A new study by the National Foundation for American Policy says that there’s a critical nursing shortage in the United States, and that if the country doesn’t act soon, the American mortality rate could soar in coming years, BusinessWeek reports.
The U.S. Department of Health and Human Services predicts that, as baby boomers age and need more care, the United States could have a shortage of a million nurses by 2020, the reporter, Moira Herbst, writes.
“It’s simple: Not enough nurses means bad patient outcomes,” she quotes the executive director of NFAP, Stuart Anderson, as saying. “Nurses make a great difference in preventing infection, illness, and death, and public policy needs to ensure there are enough of them.”
The study, “Deadly Consequences: The Hidden Impact of America’s Nursing Shortage,” incorporates findings from other medical studies, Herbst writes, including …
one by the Journal of the American Medical Association (JAMA) on surgery patients which found that increasing a nurse’s workload from four to eight patients could be accompanied by a 31-percent increase in patient mortality. The study concluded that “substantial decreases in mortality rates could result from increasing registered-nurse staffing, especially for patients who develop complications.”
So what can we do to alleviate the shortage?
The NFAP report recommends allowing more foreign nurses to work in the United States, but critics say that’s only a Band-Aid, not a permanent fix, Habst writes.

* [RECORD SET]

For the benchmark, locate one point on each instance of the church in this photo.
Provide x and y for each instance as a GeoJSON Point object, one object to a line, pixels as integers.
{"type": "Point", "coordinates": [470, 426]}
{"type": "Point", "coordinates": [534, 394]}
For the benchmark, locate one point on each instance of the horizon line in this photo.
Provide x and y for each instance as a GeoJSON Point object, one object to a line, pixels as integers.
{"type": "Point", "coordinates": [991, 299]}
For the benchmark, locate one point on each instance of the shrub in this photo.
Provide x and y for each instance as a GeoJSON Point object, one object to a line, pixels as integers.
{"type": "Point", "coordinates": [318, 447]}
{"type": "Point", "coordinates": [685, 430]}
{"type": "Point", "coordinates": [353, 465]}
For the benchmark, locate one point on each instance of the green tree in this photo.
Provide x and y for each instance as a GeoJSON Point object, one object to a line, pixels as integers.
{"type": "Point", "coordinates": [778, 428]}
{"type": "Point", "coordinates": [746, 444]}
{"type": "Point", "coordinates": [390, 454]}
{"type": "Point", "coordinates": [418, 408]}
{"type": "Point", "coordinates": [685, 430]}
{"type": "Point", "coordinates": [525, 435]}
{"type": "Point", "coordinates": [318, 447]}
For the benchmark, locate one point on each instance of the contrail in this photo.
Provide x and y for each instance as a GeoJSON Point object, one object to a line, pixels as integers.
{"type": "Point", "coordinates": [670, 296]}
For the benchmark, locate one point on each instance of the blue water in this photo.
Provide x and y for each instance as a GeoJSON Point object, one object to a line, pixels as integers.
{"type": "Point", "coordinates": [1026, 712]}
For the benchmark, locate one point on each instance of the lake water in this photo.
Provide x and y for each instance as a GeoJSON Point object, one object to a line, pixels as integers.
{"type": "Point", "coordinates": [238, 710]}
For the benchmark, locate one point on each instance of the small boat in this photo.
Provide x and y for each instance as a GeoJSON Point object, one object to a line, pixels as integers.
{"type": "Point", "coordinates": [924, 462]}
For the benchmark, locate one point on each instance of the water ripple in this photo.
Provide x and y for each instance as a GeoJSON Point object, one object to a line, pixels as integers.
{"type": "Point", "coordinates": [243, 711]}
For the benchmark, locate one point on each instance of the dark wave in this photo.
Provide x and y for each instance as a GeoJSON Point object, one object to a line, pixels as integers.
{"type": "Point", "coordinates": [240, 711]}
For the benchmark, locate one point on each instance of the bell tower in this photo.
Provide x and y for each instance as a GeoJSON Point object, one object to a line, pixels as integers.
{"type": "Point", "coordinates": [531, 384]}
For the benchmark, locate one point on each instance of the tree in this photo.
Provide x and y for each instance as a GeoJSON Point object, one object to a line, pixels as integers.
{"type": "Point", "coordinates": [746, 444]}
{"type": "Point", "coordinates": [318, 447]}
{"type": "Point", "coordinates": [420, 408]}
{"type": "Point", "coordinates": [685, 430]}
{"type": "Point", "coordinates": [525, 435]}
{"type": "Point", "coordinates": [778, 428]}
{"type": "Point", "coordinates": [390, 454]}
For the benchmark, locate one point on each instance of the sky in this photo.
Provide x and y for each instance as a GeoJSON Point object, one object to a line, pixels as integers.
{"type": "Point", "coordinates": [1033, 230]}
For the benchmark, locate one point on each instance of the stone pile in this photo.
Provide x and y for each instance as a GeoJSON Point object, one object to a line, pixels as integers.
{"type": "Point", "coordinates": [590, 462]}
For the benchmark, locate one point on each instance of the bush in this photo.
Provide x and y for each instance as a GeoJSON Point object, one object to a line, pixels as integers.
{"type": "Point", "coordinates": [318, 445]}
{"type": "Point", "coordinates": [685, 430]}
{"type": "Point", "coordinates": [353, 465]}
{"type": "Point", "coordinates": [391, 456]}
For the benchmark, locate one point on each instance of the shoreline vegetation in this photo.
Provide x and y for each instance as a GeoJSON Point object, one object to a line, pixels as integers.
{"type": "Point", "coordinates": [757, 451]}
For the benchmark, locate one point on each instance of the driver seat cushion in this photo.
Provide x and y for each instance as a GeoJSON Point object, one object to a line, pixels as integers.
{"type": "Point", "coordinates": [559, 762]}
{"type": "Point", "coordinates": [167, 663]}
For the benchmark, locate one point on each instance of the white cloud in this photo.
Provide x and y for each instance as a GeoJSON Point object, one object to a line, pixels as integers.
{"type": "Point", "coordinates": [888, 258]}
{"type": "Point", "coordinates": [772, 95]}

* [EXERCISE OBJECTIVE]
Return the nursing shortage article above word for word, in full.

* [YOUR SOLUTION]
A new study by the National Foundation for American Policy says that there’s a critical nursing shortage in the United States, and that if the country doesn’t act soon, the American mortality rate could soar in coming years, BusinessWeek reports.
The U.S. Department of Health and Human Services predicts that, as baby boomers age and need more care, the United States could have a shortage of a million nurses by 2020, the reporter, Moira Herbst, writes.
“It’s simple: Not enough nurses means bad patient outcomes,” she quotes the executive director of NFAP, Stuart Anderson, as saying. “Nurses make a great difference in preventing infection, illness, and death, and public policy needs to ensure there are enough of them.”
The study, “Deadly Consequences: The Hidden Impact of America’s Nursing Shortage,” incorporates findings from other medical studies, Herbst writes, including …
one by the Journal of the American Medical Association (JAMA) on surgery patients which found that increasing a nurse’s workload from four to eight patients could be accompanied by a 31-percent increase in patient mortality. The study concluded that “substantial decreases in mortality rates could result from increasing registered-nurse staffing, especially for patients who develop complications.”
So what can we do to alleviate the shortage?
The NFAP report recommends allowing more foreign nurses to work in the United States, but critics say that’s only a Band-Aid, not a permanent fix, Habst writes.